11 Oct 2021

Where Do You Get Your Ideas From?

Adam Eget, Super Dave (Bob Einstein), and Norm Macdonald 
in the first episode of Norm Macdonald Live 
 (26 March, 2013): click here 
 
 
I. 
 
Adam, who wishes to start a blog, writes to ask where I get my ideas for posts from. 
 
To be fair, although this is not an original question, it isn't as dumb as some people think and deserves an answer, rather than a snort of derision or a look of disdain. In fact, to enquire after the origin of ideas and the creative process is to ask something philosophically important.
 
And so, Adam, let me try to say something that might help ...
 
 
II. 
 
An idea - from the Greek term ἰδέα, meaning a visible pattern - is now more commonly defined as an abstract concept or (after Descartes) as a mental representation of an object. Many philosophers, being forever caught up in the realm of ideas, have considered them ontologically to be the fundamental category of being. Further, they consider the capacity to form, comprehend, and exchange ideas as an essential (and defining) feature of mankind [1].
.....
Problem A:
Duplicate the passage in the post on where ideas come from, from "Adam Eget, Super" to "something philosophically important.".
Problem B:
According to the post on where ideas come from, what does the Greek term ἰδέα mean?

Region pointing data
.....
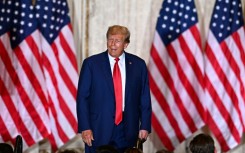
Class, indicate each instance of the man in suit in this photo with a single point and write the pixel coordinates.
(113, 98)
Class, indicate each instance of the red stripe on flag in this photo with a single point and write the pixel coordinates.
(161, 133)
(157, 92)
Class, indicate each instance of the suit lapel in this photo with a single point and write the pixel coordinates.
(129, 71)
(107, 71)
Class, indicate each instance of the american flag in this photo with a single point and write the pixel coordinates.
(38, 72)
(176, 73)
(225, 71)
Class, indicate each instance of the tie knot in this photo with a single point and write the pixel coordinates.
(117, 59)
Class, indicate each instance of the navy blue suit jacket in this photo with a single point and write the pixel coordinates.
(96, 100)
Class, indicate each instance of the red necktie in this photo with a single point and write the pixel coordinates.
(117, 80)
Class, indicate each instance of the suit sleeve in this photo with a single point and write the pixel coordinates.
(146, 109)
(84, 85)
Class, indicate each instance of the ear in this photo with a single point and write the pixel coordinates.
(125, 45)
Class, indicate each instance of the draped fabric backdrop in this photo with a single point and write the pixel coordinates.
(91, 18)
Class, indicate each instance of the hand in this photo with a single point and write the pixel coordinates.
(143, 134)
(87, 137)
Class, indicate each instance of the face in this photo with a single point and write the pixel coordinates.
.....
Task solution A:
Adam Eget, Super Dave (Bob Einstein), and Norm Macdonald 
in the first episode of Norm Macdonald Live 
 (26 March, 2013): click here 
 
 
I. 
 
Adam, who wishes to start a blog, writes to ask where I get my ideas for posts from. 
 
To be fair, although this is not an original question, it isn't as dumb as some people think and deserves an answer, rather than a snort of derision or a look of disdain. In fact, to enquire after the origin of ideas and the creative process is to ask something philosophically important.

Task solution B:
A visible pattern.